From the line containing "What it does: finds" to the end of the records, print every line exactly, both ends included, and leave out the pictures.

BEGIN MATERIAL TO PROCESS

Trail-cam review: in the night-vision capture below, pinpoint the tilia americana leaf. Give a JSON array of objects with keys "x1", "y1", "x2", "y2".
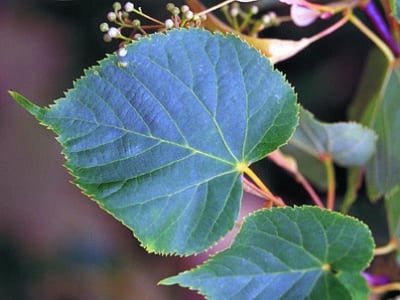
[{"x1": 10, "y1": 28, "x2": 298, "y2": 255}]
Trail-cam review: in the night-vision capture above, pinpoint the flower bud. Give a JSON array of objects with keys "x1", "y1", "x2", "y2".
[
  {"x1": 107, "y1": 12, "x2": 117, "y2": 22},
  {"x1": 165, "y1": 19, "x2": 174, "y2": 29},
  {"x1": 250, "y1": 5, "x2": 259, "y2": 15},
  {"x1": 113, "y1": 2, "x2": 122, "y2": 11},
  {"x1": 290, "y1": 5, "x2": 320, "y2": 27},
  {"x1": 99, "y1": 22, "x2": 109, "y2": 32},
  {"x1": 108, "y1": 27, "x2": 120, "y2": 38},
  {"x1": 124, "y1": 2, "x2": 134, "y2": 12}
]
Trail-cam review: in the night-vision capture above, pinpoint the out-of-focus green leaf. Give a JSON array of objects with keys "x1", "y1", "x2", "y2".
[
  {"x1": 10, "y1": 29, "x2": 298, "y2": 255},
  {"x1": 348, "y1": 49, "x2": 389, "y2": 124},
  {"x1": 290, "y1": 107, "x2": 376, "y2": 167},
  {"x1": 349, "y1": 49, "x2": 400, "y2": 200},
  {"x1": 365, "y1": 66, "x2": 400, "y2": 200},
  {"x1": 349, "y1": 50, "x2": 400, "y2": 200},
  {"x1": 161, "y1": 206, "x2": 374, "y2": 300},
  {"x1": 385, "y1": 185, "x2": 400, "y2": 247},
  {"x1": 389, "y1": 0, "x2": 400, "y2": 22},
  {"x1": 282, "y1": 107, "x2": 376, "y2": 189}
]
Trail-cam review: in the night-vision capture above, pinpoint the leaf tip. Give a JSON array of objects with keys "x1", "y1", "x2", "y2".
[{"x1": 9, "y1": 90, "x2": 43, "y2": 117}]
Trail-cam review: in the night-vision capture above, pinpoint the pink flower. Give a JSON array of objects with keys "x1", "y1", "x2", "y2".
[
  {"x1": 291, "y1": 4, "x2": 321, "y2": 26},
  {"x1": 280, "y1": 0, "x2": 323, "y2": 27}
]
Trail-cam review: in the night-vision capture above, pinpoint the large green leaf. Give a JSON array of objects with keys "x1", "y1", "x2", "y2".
[
  {"x1": 161, "y1": 206, "x2": 374, "y2": 300},
  {"x1": 11, "y1": 29, "x2": 298, "y2": 255}
]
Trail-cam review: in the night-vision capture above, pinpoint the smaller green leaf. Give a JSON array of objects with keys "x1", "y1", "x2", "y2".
[
  {"x1": 161, "y1": 206, "x2": 374, "y2": 300},
  {"x1": 289, "y1": 107, "x2": 376, "y2": 167}
]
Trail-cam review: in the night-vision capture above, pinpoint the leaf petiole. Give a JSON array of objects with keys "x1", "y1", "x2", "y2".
[
  {"x1": 237, "y1": 162, "x2": 286, "y2": 206},
  {"x1": 348, "y1": 11, "x2": 395, "y2": 63},
  {"x1": 321, "y1": 154, "x2": 336, "y2": 210},
  {"x1": 268, "y1": 150, "x2": 325, "y2": 208},
  {"x1": 374, "y1": 237, "x2": 398, "y2": 255},
  {"x1": 370, "y1": 282, "x2": 400, "y2": 293}
]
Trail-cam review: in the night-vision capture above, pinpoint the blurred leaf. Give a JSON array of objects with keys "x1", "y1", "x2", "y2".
[
  {"x1": 281, "y1": 107, "x2": 376, "y2": 189},
  {"x1": 346, "y1": 49, "x2": 387, "y2": 206},
  {"x1": 289, "y1": 107, "x2": 376, "y2": 167},
  {"x1": 348, "y1": 49, "x2": 389, "y2": 123},
  {"x1": 161, "y1": 206, "x2": 374, "y2": 300},
  {"x1": 385, "y1": 185, "x2": 400, "y2": 246},
  {"x1": 389, "y1": 0, "x2": 400, "y2": 22},
  {"x1": 365, "y1": 65, "x2": 400, "y2": 200},
  {"x1": 10, "y1": 29, "x2": 298, "y2": 255},
  {"x1": 349, "y1": 49, "x2": 400, "y2": 200}
]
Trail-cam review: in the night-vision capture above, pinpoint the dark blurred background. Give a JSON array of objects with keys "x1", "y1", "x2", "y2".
[{"x1": 0, "y1": 0, "x2": 374, "y2": 299}]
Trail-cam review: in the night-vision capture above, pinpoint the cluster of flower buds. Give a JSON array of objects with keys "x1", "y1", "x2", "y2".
[
  {"x1": 99, "y1": 2, "x2": 136, "y2": 42},
  {"x1": 221, "y1": 2, "x2": 281, "y2": 36},
  {"x1": 164, "y1": 3, "x2": 206, "y2": 29},
  {"x1": 99, "y1": 1, "x2": 206, "y2": 44}
]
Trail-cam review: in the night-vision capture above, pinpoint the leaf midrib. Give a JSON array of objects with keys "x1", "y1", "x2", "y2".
[{"x1": 47, "y1": 114, "x2": 238, "y2": 167}]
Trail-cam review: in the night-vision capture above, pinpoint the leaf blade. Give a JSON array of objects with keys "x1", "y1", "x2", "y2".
[
  {"x1": 162, "y1": 206, "x2": 374, "y2": 299},
  {"x1": 12, "y1": 28, "x2": 298, "y2": 255},
  {"x1": 288, "y1": 107, "x2": 376, "y2": 167}
]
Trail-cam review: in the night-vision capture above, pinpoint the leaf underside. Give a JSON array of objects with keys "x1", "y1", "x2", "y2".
[
  {"x1": 162, "y1": 206, "x2": 374, "y2": 300},
  {"x1": 12, "y1": 28, "x2": 298, "y2": 255},
  {"x1": 290, "y1": 107, "x2": 376, "y2": 167},
  {"x1": 283, "y1": 107, "x2": 376, "y2": 189}
]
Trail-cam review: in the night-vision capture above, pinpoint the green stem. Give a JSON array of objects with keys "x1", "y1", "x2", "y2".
[
  {"x1": 196, "y1": 0, "x2": 238, "y2": 17},
  {"x1": 132, "y1": 7, "x2": 165, "y2": 26},
  {"x1": 349, "y1": 12, "x2": 395, "y2": 64},
  {"x1": 322, "y1": 155, "x2": 336, "y2": 210},
  {"x1": 238, "y1": 11, "x2": 254, "y2": 32},
  {"x1": 371, "y1": 282, "x2": 400, "y2": 294},
  {"x1": 374, "y1": 237, "x2": 398, "y2": 255}
]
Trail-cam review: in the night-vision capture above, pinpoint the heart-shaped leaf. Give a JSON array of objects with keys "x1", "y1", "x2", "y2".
[
  {"x1": 162, "y1": 206, "x2": 374, "y2": 300},
  {"x1": 11, "y1": 28, "x2": 298, "y2": 255}
]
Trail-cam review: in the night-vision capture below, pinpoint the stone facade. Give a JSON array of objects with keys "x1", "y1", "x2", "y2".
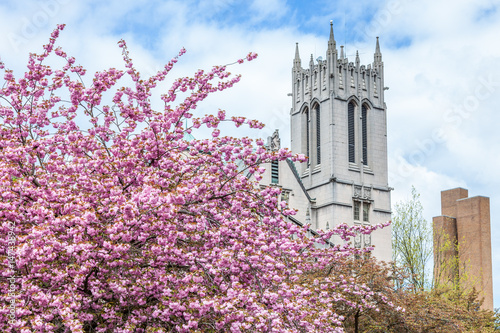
[
  {"x1": 433, "y1": 188, "x2": 493, "y2": 311},
  {"x1": 259, "y1": 22, "x2": 392, "y2": 263}
]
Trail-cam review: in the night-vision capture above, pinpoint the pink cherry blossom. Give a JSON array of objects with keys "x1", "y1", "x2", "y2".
[{"x1": 0, "y1": 25, "x2": 392, "y2": 332}]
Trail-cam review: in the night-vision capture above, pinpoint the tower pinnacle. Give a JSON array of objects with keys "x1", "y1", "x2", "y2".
[
  {"x1": 374, "y1": 37, "x2": 382, "y2": 64},
  {"x1": 328, "y1": 20, "x2": 336, "y2": 53},
  {"x1": 294, "y1": 42, "x2": 301, "y2": 69}
]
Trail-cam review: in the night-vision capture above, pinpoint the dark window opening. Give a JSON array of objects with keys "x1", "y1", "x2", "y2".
[
  {"x1": 271, "y1": 160, "x2": 279, "y2": 184},
  {"x1": 305, "y1": 108, "x2": 310, "y2": 165},
  {"x1": 315, "y1": 104, "x2": 321, "y2": 165},
  {"x1": 348, "y1": 102, "x2": 355, "y2": 163},
  {"x1": 362, "y1": 105, "x2": 368, "y2": 166}
]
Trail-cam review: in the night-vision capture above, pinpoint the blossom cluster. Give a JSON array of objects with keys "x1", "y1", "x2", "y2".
[{"x1": 0, "y1": 25, "x2": 391, "y2": 332}]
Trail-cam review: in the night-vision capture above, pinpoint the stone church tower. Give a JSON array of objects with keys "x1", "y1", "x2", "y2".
[{"x1": 288, "y1": 22, "x2": 392, "y2": 261}]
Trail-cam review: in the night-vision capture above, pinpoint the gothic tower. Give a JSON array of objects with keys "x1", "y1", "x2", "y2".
[{"x1": 290, "y1": 22, "x2": 392, "y2": 261}]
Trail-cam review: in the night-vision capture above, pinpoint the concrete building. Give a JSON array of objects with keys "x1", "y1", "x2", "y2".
[
  {"x1": 259, "y1": 22, "x2": 392, "y2": 262},
  {"x1": 433, "y1": 188, "x2": 493, "y2": 310}
]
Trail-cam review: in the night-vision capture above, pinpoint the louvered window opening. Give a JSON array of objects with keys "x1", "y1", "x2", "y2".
[
  {"x1": 305, "y1": 109, "x2": 310, "y2": 165},
  {"x1": 316, "y1": 105, "x2": 321, "y2": 165},
  {"x1": 362, "y1": 105, "x2": 368, "y2": 166},
  {"x1": 348, "y1": 102, "x2": 355, "y2": 163},
  {"x1": 271, "y1": 160, "x2": 279, "y2": 184}
]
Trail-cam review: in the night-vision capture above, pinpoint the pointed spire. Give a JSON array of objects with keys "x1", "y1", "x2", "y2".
[
  {"x1": 355, "y1": 50, "x2": 360, "y2": 67},
  {"x1": 294, "y1": 42, "x2": 301, "y2": 69},
  {"x1": 328, "y1": 20, "x2": 336, "y2": 53},
  {"x1": 310, "y1": 54, "x2": 314, "y2": 67},
  {"x1": 374, "y1": 37, "x2": 382, "y2": 64},
  {"x1": 340, "y1": 45, "x2": 344, "y2": 60}
]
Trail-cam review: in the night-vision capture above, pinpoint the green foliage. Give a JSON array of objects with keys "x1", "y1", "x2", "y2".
[
  {"x1": 494, "y1": 308, "x2": 500, "y2": 331},
  {"x1": 337, "y1": 255, "x2": 497, "y2": 333},
  {"x1": 392, "y1": 186, "x2": 433, "y2": 290}
]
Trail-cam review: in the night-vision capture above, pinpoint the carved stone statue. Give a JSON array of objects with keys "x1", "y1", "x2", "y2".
[{"x1": 270, "y1": 129, "x2": 280, "y2": 151}]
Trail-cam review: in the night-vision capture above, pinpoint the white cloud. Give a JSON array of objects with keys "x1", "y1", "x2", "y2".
[{"x1": 249, "y1": 0, "x2": 288, "y2": 21}]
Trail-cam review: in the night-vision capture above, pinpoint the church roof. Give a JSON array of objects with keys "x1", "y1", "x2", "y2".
[{"x1": 285, "y1": 158, "x2": 313, "y2": 202}]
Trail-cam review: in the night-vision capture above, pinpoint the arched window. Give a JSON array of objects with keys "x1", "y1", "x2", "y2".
[
  {"x1": 315, "y1": 104, "x2": 321, "y2": 165},
  {"x1": 348, "y1": 102, "x2": 355, "y2": 163},
  {"x1": 362, "y1": 104, "x2": 368, "y2": 165},
  {"x1": 304, "y1": 107, "x2": 310, "y2": 164}
]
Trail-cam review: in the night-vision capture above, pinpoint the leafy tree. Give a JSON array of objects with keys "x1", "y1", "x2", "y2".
[
  {"x1": 392, "y1": 186, "x2": 432, "y2": 290},
  {"x1": 494, "y1": 308, "x2": 500, "y2": 331},
  {"x1": 329, "y1": 255, "x2": 497, "y2": 332},
  {"x1": 0, "y1": 25, "x2": 390, "y2": 333},
  {"x1": 433, "y1": 217, "x2": 487, "y2": 307}
]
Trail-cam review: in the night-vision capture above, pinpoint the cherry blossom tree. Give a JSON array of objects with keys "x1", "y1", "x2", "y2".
[{"x1": 0, "y1": 25, "x2": 389, "y2": 333}]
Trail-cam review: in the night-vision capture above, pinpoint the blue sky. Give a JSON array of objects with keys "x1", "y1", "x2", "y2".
[{"x1": 1, "y1": 0, "x2": 500, "y2": 307}]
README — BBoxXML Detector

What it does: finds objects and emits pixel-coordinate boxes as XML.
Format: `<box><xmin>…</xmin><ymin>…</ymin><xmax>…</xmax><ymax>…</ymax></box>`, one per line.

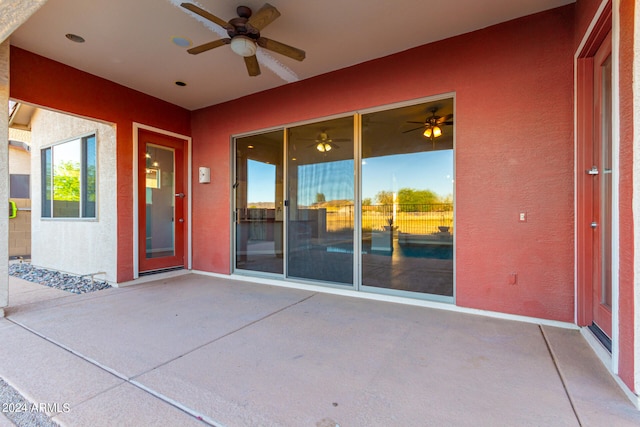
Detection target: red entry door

END MATERIAL TO PROCESS

▶ **ANSWER TO THE EXERCISE**:
What it does: finds objects and emits pixel-coordinate boxes as XML.
Format: `<box><xmin>…</xmin><ymin>…</ymin><xmax>…</xmax><ymax>…</ymax></box>`, one per line.

Detection target: red entry door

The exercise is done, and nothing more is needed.